- **Exercise instructions**
Rewrite every line from the start of the records through the line containing "[20,83,49,98]", that line included, keeping the requests and raising each bounding box coordinate by 95. Leave the pictures out.

#### Dataset excerpts

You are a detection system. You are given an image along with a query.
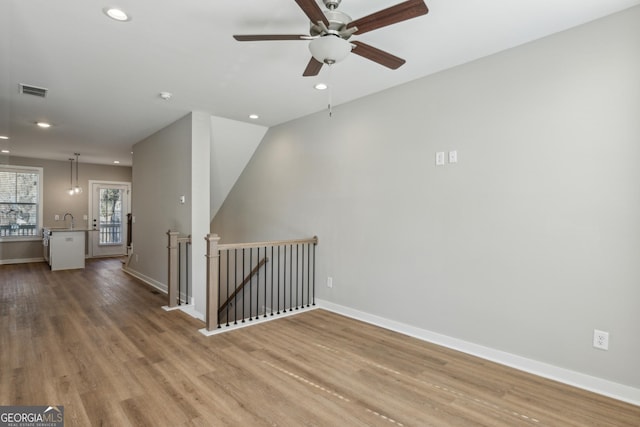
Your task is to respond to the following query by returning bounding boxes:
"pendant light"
[67,159,74,196]
[73,153,82,194]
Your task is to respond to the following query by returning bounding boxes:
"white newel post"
[205,234,220,331]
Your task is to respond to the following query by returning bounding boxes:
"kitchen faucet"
[62,212,73,228]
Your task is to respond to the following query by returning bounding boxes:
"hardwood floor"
[0,260,640,427]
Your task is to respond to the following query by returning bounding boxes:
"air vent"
[20,83,49,98]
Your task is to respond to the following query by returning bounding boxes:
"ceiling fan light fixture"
[102,7,131,22]
[309,34,353,65]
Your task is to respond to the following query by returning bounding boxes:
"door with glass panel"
[89,182,131,257]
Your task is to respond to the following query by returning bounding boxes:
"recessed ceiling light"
[102,7,131,22]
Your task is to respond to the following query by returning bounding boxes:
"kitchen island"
[42,227,88,270]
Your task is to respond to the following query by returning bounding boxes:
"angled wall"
[213,7,640,402]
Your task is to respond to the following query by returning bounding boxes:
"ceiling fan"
[233,0,429,76]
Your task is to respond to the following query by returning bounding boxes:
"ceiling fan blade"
[351,41,407,70]
[233,34,312,42]
[296,0,329,26]
[302,56,324,77]
[347,0,429,34]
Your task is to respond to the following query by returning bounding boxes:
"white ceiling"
[0,0,640,165]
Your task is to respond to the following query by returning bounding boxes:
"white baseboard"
[162,298,206,322]
[0,257,44,265]
[316,299,640,406]
[122,265,167,294]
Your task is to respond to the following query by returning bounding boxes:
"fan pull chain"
[328,64,333,117]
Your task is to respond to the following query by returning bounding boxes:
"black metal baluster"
[225,251,231,326]
[278,246,280,314]
[245,248,253,320]
[178,241,182,305]
[282,246,287,313]
[301,243,306,308]
[272,246,273,316]
[184,242,191,304]
[296,244,300,310]
[307,243,311,307]
[241,248,246,323]
[262,246,267,317]
[232,249,238,325]
[216,247,222,328]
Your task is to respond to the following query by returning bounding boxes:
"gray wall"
[129,114,192,289]
[0,156,131,262]
[213,7,640,388]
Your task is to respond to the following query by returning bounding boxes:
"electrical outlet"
[593,329,609,350]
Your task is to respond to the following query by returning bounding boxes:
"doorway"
[89,181,131,257]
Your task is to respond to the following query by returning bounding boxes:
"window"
[0,165,42,240]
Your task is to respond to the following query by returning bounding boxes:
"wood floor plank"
[0,259,640,427]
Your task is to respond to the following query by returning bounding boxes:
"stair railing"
[205,234,318,331]
[167,230,191,308]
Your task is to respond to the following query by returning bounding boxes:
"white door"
[89,181,131,257]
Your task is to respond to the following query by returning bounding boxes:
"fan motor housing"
[309,10,353,39]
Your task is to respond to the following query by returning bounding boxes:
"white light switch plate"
[449,151,458,163]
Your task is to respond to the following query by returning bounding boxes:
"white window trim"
[0,165,44,242]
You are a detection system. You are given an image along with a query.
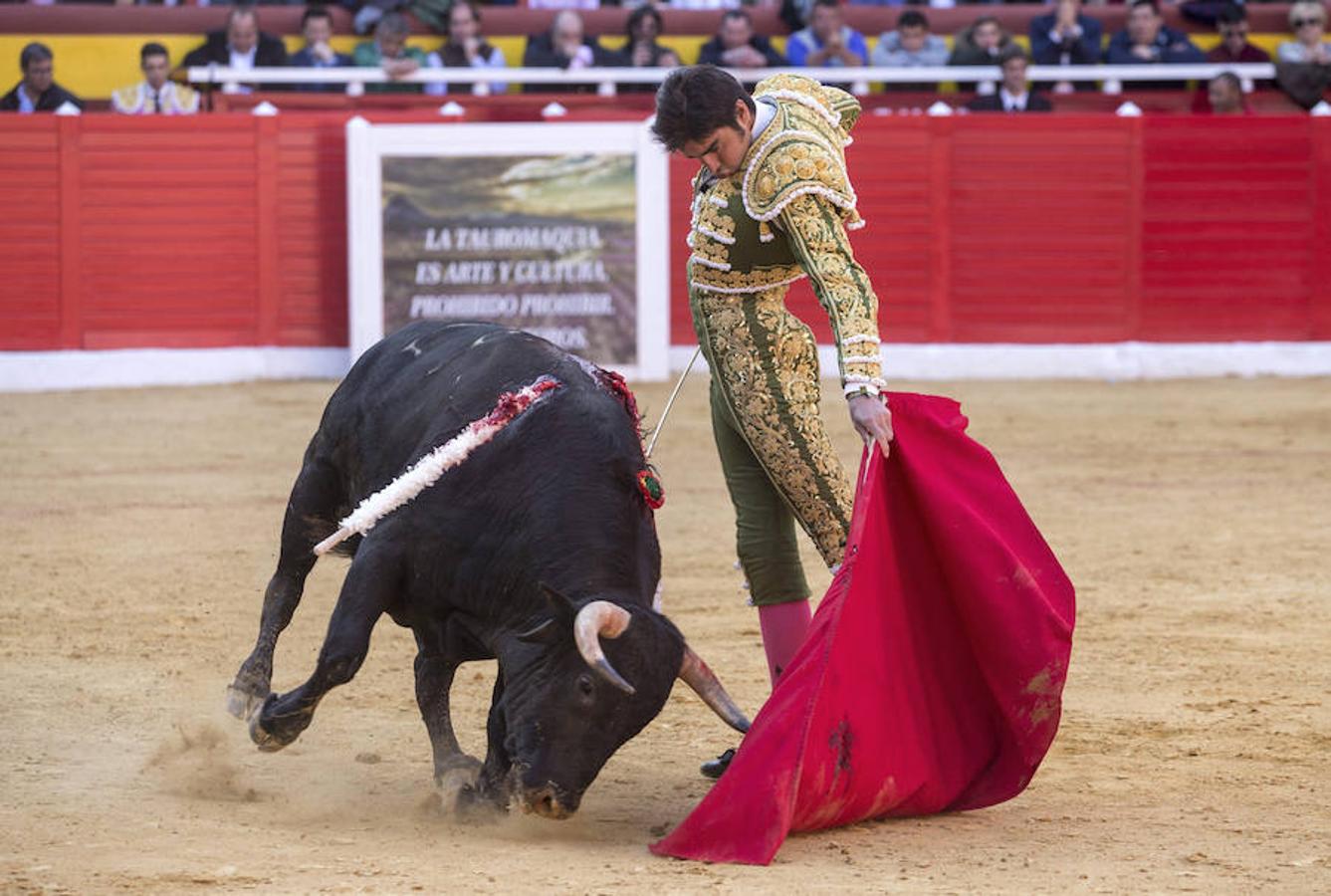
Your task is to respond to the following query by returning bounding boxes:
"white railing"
[188,63,1275,96]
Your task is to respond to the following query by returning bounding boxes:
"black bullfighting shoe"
[699,750,735,781]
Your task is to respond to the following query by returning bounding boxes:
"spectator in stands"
[181,4,286,94]
[351,12,429,94]
[1030,0,1105,94]
[619,5,680,94]
[870,9,948,68]
[0,43,83,113]
[698,9,785,68]
[785,0,869,68]
[870,9,948,91]
[522,9,623,94]
[111,43,198,114]
[288,7,354,94]
[1206,3,1271,63]
[1105,0,1206,68]
[948,16,1012,95]
[967,44,1053,112]
[1275,0,1331,66]
[1206,72,1251,114]
[948,16,1012,66]
[430,0,509,96]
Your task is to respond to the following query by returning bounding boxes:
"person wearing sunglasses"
[1275,0,1331,66]
[1206,3,1271,64]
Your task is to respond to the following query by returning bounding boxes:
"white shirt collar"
[754,96,776,139]
[228,44,258,68]
[998,87,1030,112]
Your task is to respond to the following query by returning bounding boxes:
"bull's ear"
[539,581,577,616]
[517,616,560,644]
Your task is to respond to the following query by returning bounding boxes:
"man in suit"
[181,4,286,94]
[0,43,83,112]
[1030,0,1105,94]
[698,9,785,68]
[1105,0,1206,91]
[111,41,198,114]
[967,47,1054,112]
[288,7,351,94]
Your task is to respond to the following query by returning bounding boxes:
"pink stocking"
[758,600,812,687]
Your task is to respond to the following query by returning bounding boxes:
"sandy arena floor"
[0,376,1331,893]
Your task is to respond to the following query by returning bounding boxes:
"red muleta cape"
[651,393,1074,864]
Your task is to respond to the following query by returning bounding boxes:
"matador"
[652,66,892,777]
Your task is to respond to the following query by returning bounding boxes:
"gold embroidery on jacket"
[692,287,852,565]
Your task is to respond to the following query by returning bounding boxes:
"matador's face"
[680,100,754,177]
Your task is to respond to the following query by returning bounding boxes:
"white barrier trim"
[0,342,1331,391]
[670,342,1331,382]
[188,63,1275,87]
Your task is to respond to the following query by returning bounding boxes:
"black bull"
[230,324,748,817]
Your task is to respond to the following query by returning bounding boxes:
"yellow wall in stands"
[0,33,1290,100]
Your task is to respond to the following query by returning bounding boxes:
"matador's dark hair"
[652,66,755,151]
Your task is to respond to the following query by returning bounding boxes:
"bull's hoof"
[249,694,296,754]
[226,683,268,719]
[434,754,481,817]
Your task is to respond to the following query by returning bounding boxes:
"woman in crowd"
[1275,0,1331,66]
[427,0,509,96]
[619,7,679,94]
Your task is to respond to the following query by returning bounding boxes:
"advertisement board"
[347,119,670,379]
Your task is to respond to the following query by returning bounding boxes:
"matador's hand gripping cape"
[652,393,1074,864]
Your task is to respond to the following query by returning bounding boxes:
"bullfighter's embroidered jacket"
[688,75,885,393]
[688,75,885,572]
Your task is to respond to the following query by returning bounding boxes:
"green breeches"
[691,288,853,605]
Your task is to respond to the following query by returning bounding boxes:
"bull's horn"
[679,644,750,733]
[573,600,633,694]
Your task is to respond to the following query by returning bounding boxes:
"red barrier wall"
[0,113,1331,350]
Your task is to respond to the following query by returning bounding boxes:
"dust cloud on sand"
[0,375,1331,893]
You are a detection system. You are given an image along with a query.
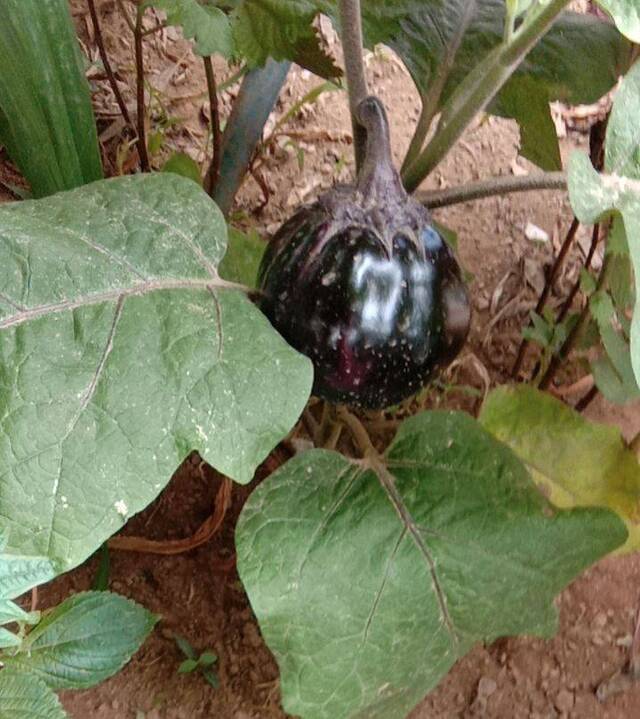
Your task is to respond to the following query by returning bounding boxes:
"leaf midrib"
[0,278,230,331]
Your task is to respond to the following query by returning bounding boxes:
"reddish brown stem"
[511,217,580,378]
[539,256,612,389]
[574,385,600,412]
[142,22,167,37]
[87,0,134,128]
[557,225,600,322]
[203,57,222,196]
[133,5,151,172]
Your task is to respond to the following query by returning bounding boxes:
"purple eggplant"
[259,97,471,409]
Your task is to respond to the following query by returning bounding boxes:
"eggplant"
[259,97,471,409]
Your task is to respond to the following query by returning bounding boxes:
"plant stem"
[340,0,369,171]
[557,225,600,322]
[116,0,136,33]
[133,4,151,172]
[337,407,380,459]
[416,172,567,210]
[511,217,580,378]
[574,385,600,413]
[202,57,222,196]
[142,22,167,37]
[87,0,134,128]
[402,0,476,172]
[538,255,613,389]
[402,0,569,192]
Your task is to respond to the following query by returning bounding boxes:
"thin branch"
[574,384,600,413]
[337,407,380,459]
[116,0,136,33]
[202,57,222,196]
[133,4,151,172]
[402,0,569,192]
[538,255,613,389]
[142,22,168,37]
[511,217,580,378]
[557,225,600,322]
[402,0,476,172]
[340,0,369,170]
[415,172,567,210]
[87,0,134,128]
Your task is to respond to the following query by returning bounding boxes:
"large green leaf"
[229,0,630,169]
[3,592,158,689]
[0,173,312,568]
[144,0,234,58]
[233,0,341,78]
[220,227,267,287]
[569,62,640,384]
[589,292,640,404]
[598,0,640,43]
[388,0,629,170]
[236,412,626,719]
[0,670,68,719]
[480,387,640,551]
[0,0,102,197]
[0,530,56,600]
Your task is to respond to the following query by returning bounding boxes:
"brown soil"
[0,0,640,719]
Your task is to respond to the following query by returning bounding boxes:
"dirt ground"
[0,0,640,719]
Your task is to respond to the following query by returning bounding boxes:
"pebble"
[478,677,498,699]
[553,689,574,713]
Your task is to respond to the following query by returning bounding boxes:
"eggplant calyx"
[356,96,407,206]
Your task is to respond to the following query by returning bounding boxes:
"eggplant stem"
[340,0,369,172]
[415,172,567,210]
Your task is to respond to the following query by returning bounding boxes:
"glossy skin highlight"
[255,98,470,409]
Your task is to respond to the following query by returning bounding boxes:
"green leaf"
[0,553,56,600]
[178,659,198,674]
[0,599,40,624]
[589,292,640,404]
[220,227,267,287]
[0,173,312,569]
[236,412,626,719]
[3,592,158,690]
[598,0,640,43]
[0,627,22,649]
[0,669,68,719]
[480,387,640,551]
[493,77,562,172]
[363,0,630,169]
[162,152,202,186]
[144,0,234,58]
[569,62,640,384]
[233,0,342,78]
[0,0,102,197]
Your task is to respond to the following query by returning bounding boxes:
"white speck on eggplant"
[259,97,471,409]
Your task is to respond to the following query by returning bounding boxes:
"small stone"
[478,677,498,699]
[553,689,574,713]
[593,612,607,629]
[524,222,549,242]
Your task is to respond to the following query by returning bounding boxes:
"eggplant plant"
[0,0,640,719]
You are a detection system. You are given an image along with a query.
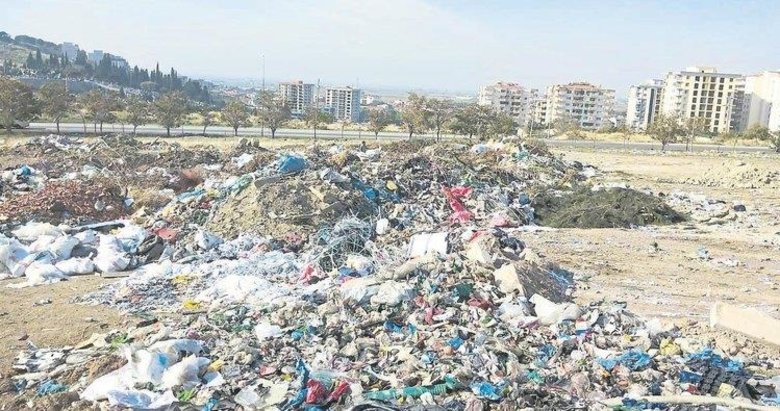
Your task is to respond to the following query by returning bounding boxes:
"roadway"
[28,123,772,153]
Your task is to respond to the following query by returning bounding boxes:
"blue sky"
[0,0,780,93]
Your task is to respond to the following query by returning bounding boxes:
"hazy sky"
[0,0,780,93]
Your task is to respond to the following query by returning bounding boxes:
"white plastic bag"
[24,261,68,285]
[11,221,63,242]
[162,355,211,389]
[54,258,95,275]
[93,235,130,273]
[49,235,79,261]
[195,230,222,251]
[255,321,282,341]
[27,235,57,253]
[0,235,29,277]
[73,230,98,245]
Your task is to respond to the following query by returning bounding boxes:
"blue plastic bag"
[279,155,306,174]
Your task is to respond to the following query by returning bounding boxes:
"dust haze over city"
[0,0,780,411]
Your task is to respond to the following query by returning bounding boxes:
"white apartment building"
[325,87,360,122]
[745,70,780,131]
[531,96,547,126]
[659,67,745,133]
[60,42,79,61]
[279,81,315,117]
[477,81,539,126]
[545,82,615,130]
[626,80,664,131]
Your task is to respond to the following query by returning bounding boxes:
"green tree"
[257,90,290,138]
[424,98,454,141]
[152,91,187,137]
[488,113,517,137]
[0,76,39,132]
[220,100,249,136]
[125,95,149,136]
[38,81,73,134]
[647,114,685,151]
[451,104,492,139]
[368,107,390,140]
[200,107,217,137]
[683,117,709,151]
[766,130,780,153]
[401,93,430,140]
[303,107,332,141]
[79,89,120,133]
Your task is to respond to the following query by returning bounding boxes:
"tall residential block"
[279,81,315,117]
[60,42,79,61]
[745,71,780,131]
[626,80,664,131]
[478,81,539,125]
[325,87,360,122]
[545,82,615,130]
[660,67,746,133]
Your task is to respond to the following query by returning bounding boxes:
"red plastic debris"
[306,378,328,404]
[328,381,349,402]
[442,187,474,223]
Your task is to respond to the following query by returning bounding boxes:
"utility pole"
[260,53,265,137]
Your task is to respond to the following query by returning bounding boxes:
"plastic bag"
[49,235,79,261]
[0,235,29,277]
[27,235,58,253]
[195,230,223,251]
[24,261,68,285]
[255,322,282,341]
[11,221,63,242]
[162,355,211,389]
[54,258,95,275]
[279,155,306,174]
[73,230,98,245]
[93,235,130,273]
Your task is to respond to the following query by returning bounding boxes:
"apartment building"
[477,81,539,125]
[659,67,746,133]
[325,87,360,122]
[545,82,615,130]
[744,71,780,131]
[279,81,315,117]
[60,42,79,61]
[626,80,664,131]
[531,96,547,126]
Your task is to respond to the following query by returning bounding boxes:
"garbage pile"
[0,142,780,411]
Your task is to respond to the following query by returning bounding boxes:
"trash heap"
[6,139,780,411]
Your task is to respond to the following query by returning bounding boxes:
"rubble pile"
[0,140,780,411]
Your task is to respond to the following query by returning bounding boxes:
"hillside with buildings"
[0,31,211,102]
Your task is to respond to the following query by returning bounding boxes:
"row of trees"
[3,41,211,103]
[647,114,780,153]
[0,77,532,141]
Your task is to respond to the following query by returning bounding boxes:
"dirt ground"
[0,276,122,374]
[0,146,780,373]
[524,150,780,321]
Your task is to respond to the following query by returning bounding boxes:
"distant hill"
[0,31,211,103]
[0,31,54,66]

########

- **Task output**
You are a detection system. You are given an image along with a query.
Your task is to respond to the following query by returning bounding boxes:
"pendant light"
[162,254,169,291]
[168,248,177,289]
Your task is to respond to the following query by returning bounding boxes:
"white newel post"
[300,329,315,426]
Your task is to respond to the following query by returning bounding boxes:
"kitchen faucet"
[157,307,168,323]
Your task is to respond to the following query by returning bounding boxes:
"hardwood floor"
[95,355,735,522]
Your task is to respond to the following query by returning bounding boxes:
"air vent"
[115,178,144,193]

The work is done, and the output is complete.